Extracted records:
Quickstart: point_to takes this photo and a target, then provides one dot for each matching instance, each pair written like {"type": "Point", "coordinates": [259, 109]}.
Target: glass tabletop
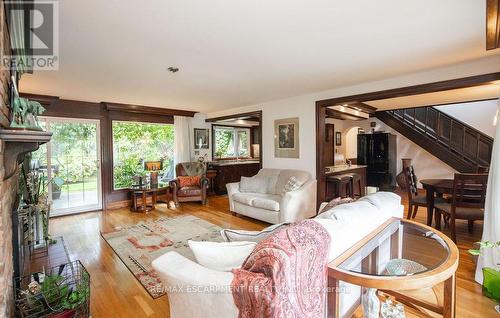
{"type": "Point", "coordinates": [400, 249]}
{"type": "Point", "coordinates": [149, 186]}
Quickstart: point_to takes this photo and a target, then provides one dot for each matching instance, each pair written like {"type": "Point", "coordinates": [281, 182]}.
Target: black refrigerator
{"type": "Point", "coordinates": [378, 152]}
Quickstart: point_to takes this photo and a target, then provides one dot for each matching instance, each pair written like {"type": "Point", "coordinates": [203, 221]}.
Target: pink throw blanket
{"type": "Point", "coordinates": [285, 275]}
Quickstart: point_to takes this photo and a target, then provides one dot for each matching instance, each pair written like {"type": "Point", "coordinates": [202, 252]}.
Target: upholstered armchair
{"type": "Point", "coordinates": [190, 184]}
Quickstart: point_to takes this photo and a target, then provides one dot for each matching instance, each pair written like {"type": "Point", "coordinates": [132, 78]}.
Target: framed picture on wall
{"type": "Point", "coordinates": [338, 138]}
{"type": "Point", "coordinates": [286, 138]}
{"type": "Point", "coordinates": [201, 138]}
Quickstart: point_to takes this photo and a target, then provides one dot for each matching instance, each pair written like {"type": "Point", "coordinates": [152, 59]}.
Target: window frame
{"type": "Point", "coordinates": [111, 138]}
{"type": "Point", "coordinates": [235, 130]}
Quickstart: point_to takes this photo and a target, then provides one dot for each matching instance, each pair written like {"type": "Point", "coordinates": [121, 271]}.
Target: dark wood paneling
{"type": "Point", "coordinates": [441, 152]}
{"type": "Point", "coordinates": [321, 105]}
{"type": "Point", "coordinates": [492, 24]}
{"type": "Point", "coordinates": [471, 81]}
{"type": "Point", "coordinates": [255, 115]}
{"type": "Point", "coordinates": [147, 110]}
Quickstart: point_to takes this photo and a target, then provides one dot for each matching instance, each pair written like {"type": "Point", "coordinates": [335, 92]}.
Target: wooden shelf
{"type": "Point", "coordinates": [17, 144]}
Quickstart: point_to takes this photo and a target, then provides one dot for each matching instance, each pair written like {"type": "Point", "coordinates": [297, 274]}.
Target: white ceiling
{"type": "Point", "coordinates": [233, 52]}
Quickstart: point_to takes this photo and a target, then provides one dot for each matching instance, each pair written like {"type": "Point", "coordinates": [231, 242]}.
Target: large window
{"type": "Point", "coordinates": [134, 143]}
{"type": "Point", "coordinates": [231, 142]}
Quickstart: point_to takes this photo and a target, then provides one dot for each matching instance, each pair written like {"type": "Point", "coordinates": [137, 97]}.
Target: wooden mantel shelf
{"type": "Point", "coordinates": [17, 144]}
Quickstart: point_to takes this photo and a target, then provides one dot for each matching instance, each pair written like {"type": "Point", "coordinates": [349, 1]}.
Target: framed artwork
{"type": "Point", "coordinates": [338, 138]}
{"type": "Point", "coordinates": [286, 138]}
{"type": "Point", "coordinates": [201, 138]}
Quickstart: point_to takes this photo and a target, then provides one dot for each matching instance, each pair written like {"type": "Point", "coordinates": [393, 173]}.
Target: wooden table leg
{"type": "Point", "coordinates": [333, 306]}
{"type": "Point", "coordinates": [430, 205]}
{"type": "Point", "coordinates": [449, 297]}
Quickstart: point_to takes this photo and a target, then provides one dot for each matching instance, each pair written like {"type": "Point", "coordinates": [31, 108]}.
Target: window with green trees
{"type": "Point", "coordinates": [136, 142]}
{"type": "Point", "coordinates": [231, 142]}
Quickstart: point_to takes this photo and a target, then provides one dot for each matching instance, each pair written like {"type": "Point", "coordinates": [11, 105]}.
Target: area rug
{"type": "Point", "coordinates": [138, 245]}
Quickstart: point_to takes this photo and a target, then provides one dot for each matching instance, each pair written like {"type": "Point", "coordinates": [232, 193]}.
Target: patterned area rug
{"type": "Point", "coordinates": [138, 245]}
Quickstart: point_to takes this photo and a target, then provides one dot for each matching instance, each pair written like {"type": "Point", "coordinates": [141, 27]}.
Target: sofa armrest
{"type": "Point", "coordinates": [299, 204]}
{"type": "Point", "coordinates": [232, 188]}
{"type": "Point", "coordinates": [195, 291]}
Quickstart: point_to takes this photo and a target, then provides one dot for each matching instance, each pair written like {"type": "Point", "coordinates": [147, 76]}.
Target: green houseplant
{"type": "Point", "coordinates": [491, 276]}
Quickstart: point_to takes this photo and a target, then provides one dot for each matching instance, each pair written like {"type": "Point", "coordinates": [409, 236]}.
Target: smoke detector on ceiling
{"type": "Point", "coordinates": [173, 69]}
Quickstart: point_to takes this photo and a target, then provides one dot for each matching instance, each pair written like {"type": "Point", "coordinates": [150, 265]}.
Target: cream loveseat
{"type": "Point", "coordinates": [267, 199]}
{"type": "Point", "coordinates": [195, 291]}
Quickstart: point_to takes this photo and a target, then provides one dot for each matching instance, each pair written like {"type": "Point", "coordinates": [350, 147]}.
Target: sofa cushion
{"type": "Point", "coordinates": [221, 256]}
{"type": "Point", "coordinates": [269, 202]}
{"type": "Point", "coordinates": [230, 235]}
{"type": "Point", "coordinates": [273, 175]}
{"type": "Point", "coordinates": [333, 203]}
{"type": "Point", "coordinates": [189, 181]}
{"type": "Point", "coordinates": [285, 174]}
{"type": "Point", "coordinates": [246, 198]}
{"type": "Point", "coordinates": [259, 200]}
{"type": "Point", "coordinates": [292, 184]}
{"type": "Point", "coordinates": [189, 191]}
{"type": "Point", "coordinates": [257, 184]}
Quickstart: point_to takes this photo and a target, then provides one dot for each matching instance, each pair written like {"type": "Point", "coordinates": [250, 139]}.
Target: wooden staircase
{"type": "Point", "coordinates": [457, 144]}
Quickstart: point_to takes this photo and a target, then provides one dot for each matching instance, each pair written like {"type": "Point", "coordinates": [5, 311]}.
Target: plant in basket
{"type": "Point", "coordinates": [63, 293]}
{"type": "Point", "coordinates": [491, 276]}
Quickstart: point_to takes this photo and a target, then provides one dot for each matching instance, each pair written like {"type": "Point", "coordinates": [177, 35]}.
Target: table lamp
{"type": "Point", "coordinates": [153, 167]}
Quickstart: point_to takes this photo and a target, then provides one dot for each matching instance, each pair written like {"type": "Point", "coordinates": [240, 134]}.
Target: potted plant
{"type": "Point", "coordinates": [491, 276]}
{"type": "Point", "coordinates": [60, 294]}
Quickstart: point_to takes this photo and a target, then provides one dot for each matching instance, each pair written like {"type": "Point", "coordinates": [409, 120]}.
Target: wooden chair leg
{"type": "Point", "coordinates": [452, 230]}
{"type": "Point", "coordinates": [410, 209]}
{"type": "Point", "coordinates": [470, 225]}
{"type": "Point", "coordinates": [415, 210]}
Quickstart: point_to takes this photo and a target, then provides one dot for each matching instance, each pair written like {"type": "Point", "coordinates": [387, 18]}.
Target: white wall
{"type": "Point", "coordinates": [304, 108]}
{"type": "Point", "coordinates": [479, 115]}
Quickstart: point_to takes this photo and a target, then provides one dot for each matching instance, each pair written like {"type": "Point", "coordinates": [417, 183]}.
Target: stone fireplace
{"type": "Point", "coordinates": [8, 188]}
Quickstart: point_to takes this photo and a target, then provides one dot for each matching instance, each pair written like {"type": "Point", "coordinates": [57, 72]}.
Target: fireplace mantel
{"type": "Point", "coordinates": [17, 144]}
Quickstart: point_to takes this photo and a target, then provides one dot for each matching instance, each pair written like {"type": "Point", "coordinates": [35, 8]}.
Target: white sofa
{"type": "Point", "coordinates": [272, 204]}
{"type": "Point", "coordinates": [198, 292]}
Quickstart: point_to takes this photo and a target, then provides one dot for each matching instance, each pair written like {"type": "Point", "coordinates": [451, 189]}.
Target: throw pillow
{"type": "Point", "coordinates": [189, 181]}
{"type": "Point", "coordinates": [333, 203]}
{"type": "Point", "coordinates": [221, 256]}
{"type": "Point", "coordinates": [255, 184]}
{"type": "Point", "coordinates": [230, 235]}
{"type": "Point", "coordinates": [292, 184]}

What needs to be done: Pick out every line in the entries above that contains the word "ceiling", and copy each one.

Complete response:
Target: white ceiling
Target: smoke detector on ceiling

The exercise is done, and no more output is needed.